Nasza Loteria NaM - pasek na kartach artykułów

Siatkarki MCKiS Jaworzno znów przegrywają

...
...
Kolejną porażkę zanotowały podopieczne Krzysztofa Zabielnego. Tym razem po ciekawym, zaciętym i dramatycznym pięciosetowym pojedynku przegrały 2:3. Nie pomogła nawet znakomita postawa młodziutkiej wychowanki drużyny - Magdaleny Zawiślak.

MCKiS znajduje się, z dorobkiem zaledwie sześciu punktów, na ostatniej pozycji w tabeli.

Po porażce przed tygodniem z drugą drużyną bielskiego klubu sportowego trener zapowiedział zmianę sposobu przygotowywania się do kolejnych spotkań. Drużyna ma się skupić na play-offach i walce o utrzymanie, a do pozostałych ligowych zmagań sezonu zasadniczego podchodzić "z marszu".

Początek spotkania zaczął się dla naszej drużyny wyśmienicie. Przy prowadzeniu MCKiS-u 5:1 trener gości poprosił o przerwę. Nic ona nie pomogła, bo nasze zawodniczki utrzymywały tą przewagę i po chwili prowadziły 10:5. Jednak niedokładny atak i błędy w przyjęciu spowodowały, że rywalki zdobyły pięć punktów z rzędu i po chwili był już remis - po 10. Wówczas o czas poprosił nasz szkoleniowiec. Efekt? Pewny punkt zdobyty po ataku Weroniki Hubczenko i znów wychodzimy na prowadzenie. Nasze zawodniczki nie potrafiły jednak zbudować większej przewagi i rywalki doprowadzały do wyrównania - po 15, po 17. W tym momencie nasze zawodniczki zaczęły grać bardziej zdecydowanie. Przy stanie 19:17 dla naszych dziewczyn szkoleniowiec gości po raz drugi poprosił o czas. Jednak znów nic to nie dało. Przy zagrywce Magdaleny Zawiślak zdobyliśmy cztery kolejne punkty i było 23:18. Tradycyjnie już w końcówce było nerwowo. MCKiS nie potrafił zdobyć decydujących punktów. Widząc co się dzieje Zabielny przy stanie 23:21 poprosił o czas. Pomogło. Pierwsza partia zakończyła się zwycięstwem MCKiS-u 25:22. Jak się jednak okazało były to dobre złego początki.

### [WYBRANE DANE]
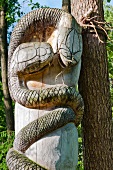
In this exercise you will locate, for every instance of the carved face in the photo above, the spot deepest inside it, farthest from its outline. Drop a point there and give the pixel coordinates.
(49, 52)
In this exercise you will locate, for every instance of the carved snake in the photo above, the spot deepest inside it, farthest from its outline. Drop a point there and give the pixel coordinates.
(65, 102)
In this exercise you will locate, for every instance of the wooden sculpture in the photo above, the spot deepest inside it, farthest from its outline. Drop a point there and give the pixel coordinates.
(44, 66)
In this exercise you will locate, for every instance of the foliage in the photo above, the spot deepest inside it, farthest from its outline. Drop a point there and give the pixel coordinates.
(12, 15)
(6, 142)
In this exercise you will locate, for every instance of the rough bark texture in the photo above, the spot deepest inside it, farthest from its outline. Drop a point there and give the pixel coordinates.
(66, 5)
(94, 87)
(4, 56)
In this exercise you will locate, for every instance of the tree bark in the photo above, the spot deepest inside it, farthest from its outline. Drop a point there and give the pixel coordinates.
(66, 5)
(94, 88)
(4, 56)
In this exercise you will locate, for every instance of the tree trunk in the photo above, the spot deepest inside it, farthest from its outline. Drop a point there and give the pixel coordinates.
(66, 5)
(4, 56)
(94, 88)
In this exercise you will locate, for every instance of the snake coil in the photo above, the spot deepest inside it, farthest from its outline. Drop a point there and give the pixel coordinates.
(69, 100)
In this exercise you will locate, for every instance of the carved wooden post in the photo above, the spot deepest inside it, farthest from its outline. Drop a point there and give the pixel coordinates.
(44, 66)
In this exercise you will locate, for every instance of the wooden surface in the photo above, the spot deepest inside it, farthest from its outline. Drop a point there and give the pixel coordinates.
(59, 149)
(55, 151)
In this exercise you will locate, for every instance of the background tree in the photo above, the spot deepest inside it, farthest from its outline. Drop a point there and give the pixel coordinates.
(4, 57)
(94, 87)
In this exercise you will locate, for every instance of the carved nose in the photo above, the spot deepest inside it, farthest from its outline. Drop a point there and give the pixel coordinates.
(41, 52)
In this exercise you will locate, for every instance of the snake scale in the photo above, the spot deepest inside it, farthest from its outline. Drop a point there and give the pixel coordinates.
(65, 102)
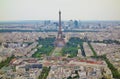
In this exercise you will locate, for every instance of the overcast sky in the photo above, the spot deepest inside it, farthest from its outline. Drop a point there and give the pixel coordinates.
(48, 9)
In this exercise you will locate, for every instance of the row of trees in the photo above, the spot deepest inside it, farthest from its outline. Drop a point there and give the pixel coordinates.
(6, 62)
(47, 46)
(71, 47)
(108, 41)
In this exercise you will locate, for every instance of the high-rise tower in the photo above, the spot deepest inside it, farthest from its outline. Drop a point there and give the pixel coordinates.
(59, 42)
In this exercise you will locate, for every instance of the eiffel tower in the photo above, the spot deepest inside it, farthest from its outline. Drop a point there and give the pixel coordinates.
(59, 42)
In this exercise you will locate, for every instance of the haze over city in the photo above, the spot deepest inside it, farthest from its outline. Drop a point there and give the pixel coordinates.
(47, 9)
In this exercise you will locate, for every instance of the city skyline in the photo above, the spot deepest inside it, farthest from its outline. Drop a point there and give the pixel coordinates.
(71, 9)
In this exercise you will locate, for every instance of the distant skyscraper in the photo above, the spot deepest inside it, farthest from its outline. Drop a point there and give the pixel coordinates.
(76, 24)
(59, 42)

### [CEL ZADANIA]
Jakim wynikiem zakończyła się pierwsza partia meczu opisanego w tekście źródłowym? Opieraj się wyłącznie na tekście źródłowym, a nie na danych.

### [ODPOWIEDŹ]
Pierwsza partia zakończyła się zwycięstwem MCKiS-u 25:22.